* _Task details_
Copy the material below word for word, from its very first line down to and including the line that contains "[198,125,354,375]".

● ● ●

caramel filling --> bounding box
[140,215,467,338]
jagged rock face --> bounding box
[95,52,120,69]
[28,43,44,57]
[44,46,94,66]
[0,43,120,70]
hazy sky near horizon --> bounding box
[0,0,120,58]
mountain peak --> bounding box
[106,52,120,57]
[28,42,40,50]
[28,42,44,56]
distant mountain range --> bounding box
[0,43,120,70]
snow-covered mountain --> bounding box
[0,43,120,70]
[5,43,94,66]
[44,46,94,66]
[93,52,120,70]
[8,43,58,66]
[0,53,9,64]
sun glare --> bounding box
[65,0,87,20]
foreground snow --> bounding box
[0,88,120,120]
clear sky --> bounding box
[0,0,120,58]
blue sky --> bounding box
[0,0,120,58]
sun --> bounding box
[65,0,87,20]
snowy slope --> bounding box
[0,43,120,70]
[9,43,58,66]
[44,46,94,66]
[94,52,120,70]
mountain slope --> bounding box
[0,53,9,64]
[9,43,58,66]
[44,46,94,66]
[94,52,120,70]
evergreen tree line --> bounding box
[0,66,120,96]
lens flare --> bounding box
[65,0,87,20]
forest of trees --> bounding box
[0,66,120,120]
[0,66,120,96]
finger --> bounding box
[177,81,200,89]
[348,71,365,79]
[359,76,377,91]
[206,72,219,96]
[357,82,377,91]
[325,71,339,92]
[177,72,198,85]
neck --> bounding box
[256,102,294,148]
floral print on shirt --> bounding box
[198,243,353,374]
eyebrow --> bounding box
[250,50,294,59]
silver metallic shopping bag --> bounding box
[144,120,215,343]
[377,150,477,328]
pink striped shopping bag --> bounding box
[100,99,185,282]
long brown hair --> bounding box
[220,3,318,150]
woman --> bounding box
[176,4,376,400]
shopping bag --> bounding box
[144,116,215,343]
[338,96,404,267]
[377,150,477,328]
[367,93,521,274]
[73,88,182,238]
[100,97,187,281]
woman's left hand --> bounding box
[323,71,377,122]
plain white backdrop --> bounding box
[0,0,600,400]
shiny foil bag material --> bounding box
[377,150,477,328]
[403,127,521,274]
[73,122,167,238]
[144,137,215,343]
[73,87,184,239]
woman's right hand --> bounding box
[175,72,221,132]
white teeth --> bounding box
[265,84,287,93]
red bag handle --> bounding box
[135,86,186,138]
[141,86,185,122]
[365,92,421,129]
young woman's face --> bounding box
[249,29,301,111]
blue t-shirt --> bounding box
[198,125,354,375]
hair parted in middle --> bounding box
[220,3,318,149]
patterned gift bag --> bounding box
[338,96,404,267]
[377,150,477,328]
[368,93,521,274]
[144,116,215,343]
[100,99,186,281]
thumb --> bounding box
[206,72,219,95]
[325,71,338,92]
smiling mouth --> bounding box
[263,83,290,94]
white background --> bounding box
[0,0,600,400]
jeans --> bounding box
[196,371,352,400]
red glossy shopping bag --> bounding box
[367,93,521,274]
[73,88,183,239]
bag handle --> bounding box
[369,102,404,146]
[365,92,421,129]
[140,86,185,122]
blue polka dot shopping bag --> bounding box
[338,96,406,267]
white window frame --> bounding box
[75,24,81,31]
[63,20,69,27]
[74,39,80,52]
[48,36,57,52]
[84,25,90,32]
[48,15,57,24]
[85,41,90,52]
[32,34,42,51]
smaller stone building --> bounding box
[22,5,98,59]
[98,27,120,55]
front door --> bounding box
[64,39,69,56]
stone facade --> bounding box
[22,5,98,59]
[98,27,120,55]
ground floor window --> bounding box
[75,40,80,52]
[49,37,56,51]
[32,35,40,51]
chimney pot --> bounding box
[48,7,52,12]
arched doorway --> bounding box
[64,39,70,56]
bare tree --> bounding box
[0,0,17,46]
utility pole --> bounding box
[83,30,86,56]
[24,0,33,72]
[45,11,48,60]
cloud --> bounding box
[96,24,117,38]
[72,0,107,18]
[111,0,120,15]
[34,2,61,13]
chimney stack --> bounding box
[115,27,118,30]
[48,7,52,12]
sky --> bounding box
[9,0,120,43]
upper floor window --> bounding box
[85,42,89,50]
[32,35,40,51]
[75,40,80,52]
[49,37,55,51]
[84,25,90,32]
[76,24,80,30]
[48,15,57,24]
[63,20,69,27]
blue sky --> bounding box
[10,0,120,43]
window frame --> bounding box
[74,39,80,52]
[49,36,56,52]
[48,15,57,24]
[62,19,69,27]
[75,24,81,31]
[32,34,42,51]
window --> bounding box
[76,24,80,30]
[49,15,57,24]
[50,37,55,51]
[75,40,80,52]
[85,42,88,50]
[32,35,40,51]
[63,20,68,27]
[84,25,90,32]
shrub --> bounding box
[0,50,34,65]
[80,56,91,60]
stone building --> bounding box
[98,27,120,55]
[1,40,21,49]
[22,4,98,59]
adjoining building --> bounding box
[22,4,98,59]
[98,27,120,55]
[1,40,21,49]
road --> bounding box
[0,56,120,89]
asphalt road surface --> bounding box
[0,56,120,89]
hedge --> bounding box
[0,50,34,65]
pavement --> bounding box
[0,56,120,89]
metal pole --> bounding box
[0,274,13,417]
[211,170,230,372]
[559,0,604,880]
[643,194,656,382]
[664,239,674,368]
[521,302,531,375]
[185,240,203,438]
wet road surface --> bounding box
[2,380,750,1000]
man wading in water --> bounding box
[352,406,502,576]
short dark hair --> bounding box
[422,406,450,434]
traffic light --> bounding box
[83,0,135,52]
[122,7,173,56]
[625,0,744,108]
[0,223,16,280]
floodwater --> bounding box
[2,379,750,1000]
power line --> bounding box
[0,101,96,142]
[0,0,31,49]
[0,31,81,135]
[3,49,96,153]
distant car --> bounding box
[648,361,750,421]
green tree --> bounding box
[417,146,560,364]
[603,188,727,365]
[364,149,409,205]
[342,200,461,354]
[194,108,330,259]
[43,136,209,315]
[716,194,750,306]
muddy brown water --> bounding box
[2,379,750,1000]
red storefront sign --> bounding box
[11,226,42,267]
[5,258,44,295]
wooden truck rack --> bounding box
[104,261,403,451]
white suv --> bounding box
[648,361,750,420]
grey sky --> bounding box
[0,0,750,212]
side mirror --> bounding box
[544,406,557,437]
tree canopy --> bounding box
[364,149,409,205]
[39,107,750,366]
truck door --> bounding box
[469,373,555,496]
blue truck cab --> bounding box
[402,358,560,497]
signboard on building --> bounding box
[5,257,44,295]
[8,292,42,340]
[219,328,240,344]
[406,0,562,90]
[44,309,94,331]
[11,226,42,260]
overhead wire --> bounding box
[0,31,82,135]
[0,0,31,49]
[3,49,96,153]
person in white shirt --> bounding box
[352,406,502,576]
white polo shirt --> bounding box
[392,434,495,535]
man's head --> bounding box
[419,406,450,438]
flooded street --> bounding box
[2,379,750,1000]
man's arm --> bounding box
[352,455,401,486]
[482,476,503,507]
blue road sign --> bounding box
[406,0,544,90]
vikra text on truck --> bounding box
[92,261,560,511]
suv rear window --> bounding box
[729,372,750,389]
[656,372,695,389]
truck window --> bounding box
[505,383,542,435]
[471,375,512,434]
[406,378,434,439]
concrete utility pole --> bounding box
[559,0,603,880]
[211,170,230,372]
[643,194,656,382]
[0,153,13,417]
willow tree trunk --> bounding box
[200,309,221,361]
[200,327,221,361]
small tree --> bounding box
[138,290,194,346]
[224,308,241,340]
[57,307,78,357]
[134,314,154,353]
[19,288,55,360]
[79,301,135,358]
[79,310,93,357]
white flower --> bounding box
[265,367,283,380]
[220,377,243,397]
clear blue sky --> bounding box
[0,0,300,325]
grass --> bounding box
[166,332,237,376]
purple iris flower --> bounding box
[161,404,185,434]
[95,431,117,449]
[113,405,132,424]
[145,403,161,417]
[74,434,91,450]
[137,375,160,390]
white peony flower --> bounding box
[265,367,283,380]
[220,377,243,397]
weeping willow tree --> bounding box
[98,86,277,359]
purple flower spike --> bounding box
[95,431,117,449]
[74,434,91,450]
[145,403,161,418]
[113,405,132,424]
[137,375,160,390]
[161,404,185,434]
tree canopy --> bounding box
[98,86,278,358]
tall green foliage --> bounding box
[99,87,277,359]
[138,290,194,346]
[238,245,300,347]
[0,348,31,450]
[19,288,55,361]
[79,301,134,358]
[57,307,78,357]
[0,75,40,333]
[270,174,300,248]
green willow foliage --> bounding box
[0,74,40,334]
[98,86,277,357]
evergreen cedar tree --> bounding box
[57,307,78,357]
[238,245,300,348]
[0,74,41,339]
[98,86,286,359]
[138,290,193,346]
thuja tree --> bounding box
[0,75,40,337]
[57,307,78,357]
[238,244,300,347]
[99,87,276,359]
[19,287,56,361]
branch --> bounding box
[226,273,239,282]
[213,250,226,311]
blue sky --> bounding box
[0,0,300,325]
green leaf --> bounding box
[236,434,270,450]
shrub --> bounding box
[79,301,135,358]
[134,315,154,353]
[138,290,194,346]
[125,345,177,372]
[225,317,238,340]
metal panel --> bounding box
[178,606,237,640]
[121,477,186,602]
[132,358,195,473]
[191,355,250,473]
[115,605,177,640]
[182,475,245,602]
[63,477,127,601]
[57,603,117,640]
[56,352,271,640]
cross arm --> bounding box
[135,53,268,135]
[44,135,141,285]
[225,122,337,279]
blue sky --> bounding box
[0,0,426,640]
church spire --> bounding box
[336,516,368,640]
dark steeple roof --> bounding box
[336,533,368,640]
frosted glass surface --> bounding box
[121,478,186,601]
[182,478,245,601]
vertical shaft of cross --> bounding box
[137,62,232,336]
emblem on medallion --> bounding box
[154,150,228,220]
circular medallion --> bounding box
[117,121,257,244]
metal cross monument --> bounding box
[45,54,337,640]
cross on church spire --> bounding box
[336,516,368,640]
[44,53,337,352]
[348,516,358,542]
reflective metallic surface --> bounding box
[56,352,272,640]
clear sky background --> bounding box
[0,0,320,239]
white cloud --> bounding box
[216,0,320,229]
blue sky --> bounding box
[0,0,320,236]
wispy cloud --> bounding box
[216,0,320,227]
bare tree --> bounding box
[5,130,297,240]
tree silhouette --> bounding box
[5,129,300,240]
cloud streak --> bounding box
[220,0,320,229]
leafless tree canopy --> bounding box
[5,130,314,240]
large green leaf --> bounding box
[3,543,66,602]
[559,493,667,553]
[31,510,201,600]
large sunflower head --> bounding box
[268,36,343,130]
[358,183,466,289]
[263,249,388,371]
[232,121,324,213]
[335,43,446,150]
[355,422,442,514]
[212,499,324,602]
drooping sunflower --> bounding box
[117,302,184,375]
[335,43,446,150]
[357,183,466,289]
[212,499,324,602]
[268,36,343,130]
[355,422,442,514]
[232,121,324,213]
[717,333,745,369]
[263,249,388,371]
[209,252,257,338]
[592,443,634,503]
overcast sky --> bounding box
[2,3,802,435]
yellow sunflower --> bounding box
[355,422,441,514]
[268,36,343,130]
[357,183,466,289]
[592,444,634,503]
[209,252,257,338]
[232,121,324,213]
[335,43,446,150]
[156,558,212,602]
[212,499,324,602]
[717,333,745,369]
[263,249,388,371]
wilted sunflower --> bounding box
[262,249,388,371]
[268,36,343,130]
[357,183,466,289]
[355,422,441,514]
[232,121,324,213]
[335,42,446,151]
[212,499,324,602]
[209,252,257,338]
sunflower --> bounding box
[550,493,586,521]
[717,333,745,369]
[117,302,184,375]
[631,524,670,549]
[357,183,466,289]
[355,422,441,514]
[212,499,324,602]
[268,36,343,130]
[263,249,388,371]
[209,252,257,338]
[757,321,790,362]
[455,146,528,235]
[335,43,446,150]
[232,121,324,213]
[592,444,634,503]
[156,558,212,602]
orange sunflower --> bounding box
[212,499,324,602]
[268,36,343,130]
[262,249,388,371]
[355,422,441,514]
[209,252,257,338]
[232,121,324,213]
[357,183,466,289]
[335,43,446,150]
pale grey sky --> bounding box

● ● ●

* _Answer to this problem_
caramel filling --> bounding box
[140,215,467,338]
jagged rock face --> bounding box
[95,52,120,69]
[28,43,44,57]
[44,46,94,66]
[0,43,120,70]
hazy sky near horizon --> bounding box
[0,0,120,58]
mountain peak --> bounding box
[106,52,120,57]
[28,42,40,50]
[28,42,44,56]
distant mountain range --> bounding box
[0,43,120,70]
snow-covered mountain --> bounding box
[0,43,120,70]
[5,43,94,66]
[44,46,94,66]
[93,52,120,70]
[8,43,58,66]
[0,53,9,64]
sun glare --> bounding box
[65,0,87,20]
foreground snow --> bounding box
[0,88,120,120]
clear sky --> bounding box
[0,0,120,58]
blue sky --> bounding box
[0,0,120,58]
sun --> bounding box
[65,0,87,20]
snowy slope --> bounding box
[0,43,120,70]
[9,43,58,66]
[44,46,94,66]
[94,52,120,70]
mountain slope --> bounding box
[0,53,9,64]
[9,43,58,66]
[44,46,94,66]
[94,52,120,70]
evergreen tree line --> bounding box
[0,66,120,96]
lens flare --> bounding box
[65,0,87,20]
forest of trees --> bounding box
[0,66,120,120]
[0,66,120,96]
finger --> bounding box
[177,81,200,89]
[348,71,365,79]
[359,76,377,91]
[206,72,219,96]
[357,82,377,91]
[325,71,339,92]
[177,72,198,85]
neck --> bounding box
[256,102,294,148]
floral print on shirt --> bounding box
[198,243,353,374]
eyebrow --> bounding box
[250,50,294,59]
silver metallic shopping bag --> bounding box
[144,120,215,343]
[377,150,477,328]
pink striped shopping bag --> bounding box
[100,99,185,282]
long brown hair --> bounding box
[220,3,318,150]
woman --> bounding box
[176,4,376,400]
shopping bag --> bounding box
[144,116,215,343]
[338,96,404,267]
[377,150,477,328]
[367,93,521,274]
[73,88,182,238]
[100,97,187,281]
woman's left hand --> bounding box
[323,71,377,122]
plain white backdrop --> bounding box
[0,0,600,400]
shiny foil bag material --> bounding box
[377,150,477,328]
[403,127,521,274]
[73,122,167,238]
[144,137,215,343]
[73,87,184,239]
woman's right hand --> bounding box
[175,72,221,132]
white teeth --> bounding box
[265,84,287,93]
red bag handle --> bounding box
[135,86,186,138]
[141,86,185,122]
[365,92,421,129]
young woman's face --> bounding box
[249,29,301,111]
blue t-shirt --> bounding box
[198,125,354,375]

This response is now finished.